## Exercise requirements
In the text on recovering from toxic hires below, give the passage starting at "So, what to" and ending at "than their experience." again, swapping "toxic" for "disruptive" throughout.

## Text block
━━━━

July 13, 2022
Candidate searching is a big task—involving a lot of effort on the part of recruiters. Rounds of interviews, verification, and documentation ultimately finalize the candidate to be hired.
However, what if you find out that the candidate you hired for weeks turns out to be the wrong one?
The pain is real—for all the candidates that you hire turn out to be the wrong ones. Recognizing toxic candidates after they’re hired on the team can get you nowhere. Rather than sweating on your wrong decision—and making it unbearable for the existing team members—it’s best to know how to recover from the dreadful situation.
Typically, a candidate hire means quite a big investment of the budget—from the beginning of the hiring process to ultimately hiring the candidate.
So, what to do when you’ve already hired someone toxic? How do you identify the red flags of such candidates?
Here’s how recruiters can weed out toxic candidates after hire—
Experience counts—how much can you agree with this now? Yes, for many roles we can say that experience may be the most important criterion. However, in the new times, companies look for talent and potentially more than their experience.

━━━━

## Recorded information
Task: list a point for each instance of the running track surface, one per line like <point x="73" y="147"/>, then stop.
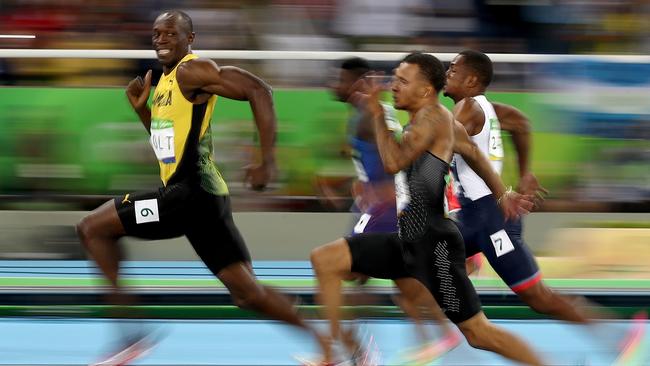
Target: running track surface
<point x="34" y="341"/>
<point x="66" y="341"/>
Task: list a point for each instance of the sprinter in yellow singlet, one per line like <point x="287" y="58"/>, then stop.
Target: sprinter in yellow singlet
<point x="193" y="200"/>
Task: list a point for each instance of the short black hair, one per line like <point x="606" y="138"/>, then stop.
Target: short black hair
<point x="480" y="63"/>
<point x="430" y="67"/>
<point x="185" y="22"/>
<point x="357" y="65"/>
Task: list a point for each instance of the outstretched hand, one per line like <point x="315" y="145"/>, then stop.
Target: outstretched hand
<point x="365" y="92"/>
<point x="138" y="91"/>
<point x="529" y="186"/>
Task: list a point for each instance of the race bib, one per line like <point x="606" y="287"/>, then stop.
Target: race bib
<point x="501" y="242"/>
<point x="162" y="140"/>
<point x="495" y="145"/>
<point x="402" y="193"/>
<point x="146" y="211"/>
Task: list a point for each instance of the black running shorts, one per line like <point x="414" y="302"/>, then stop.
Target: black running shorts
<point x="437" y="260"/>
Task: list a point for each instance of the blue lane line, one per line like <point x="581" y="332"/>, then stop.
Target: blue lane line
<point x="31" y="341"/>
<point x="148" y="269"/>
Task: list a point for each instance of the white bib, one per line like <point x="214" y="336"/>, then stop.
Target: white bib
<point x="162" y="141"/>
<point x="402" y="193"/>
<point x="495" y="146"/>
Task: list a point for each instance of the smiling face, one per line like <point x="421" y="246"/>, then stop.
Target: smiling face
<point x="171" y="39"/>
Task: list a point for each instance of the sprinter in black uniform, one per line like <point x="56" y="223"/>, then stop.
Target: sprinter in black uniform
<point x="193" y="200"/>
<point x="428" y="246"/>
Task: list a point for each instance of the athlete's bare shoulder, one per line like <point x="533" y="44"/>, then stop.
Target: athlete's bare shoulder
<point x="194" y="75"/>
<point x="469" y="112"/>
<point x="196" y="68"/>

━━━━

## Solution to this problem
So, what to do when you’ve already hired someone disruptive? How do you identify the red flags of such candidates?
Here’s how recruiters can weed out disruptive candidates after hire—
Experience counts—how much can you agree with this now? Yes, for many roles we can say that experience may be the most important criterion. However, in the new times, companies look for talent and potentially more than their experience.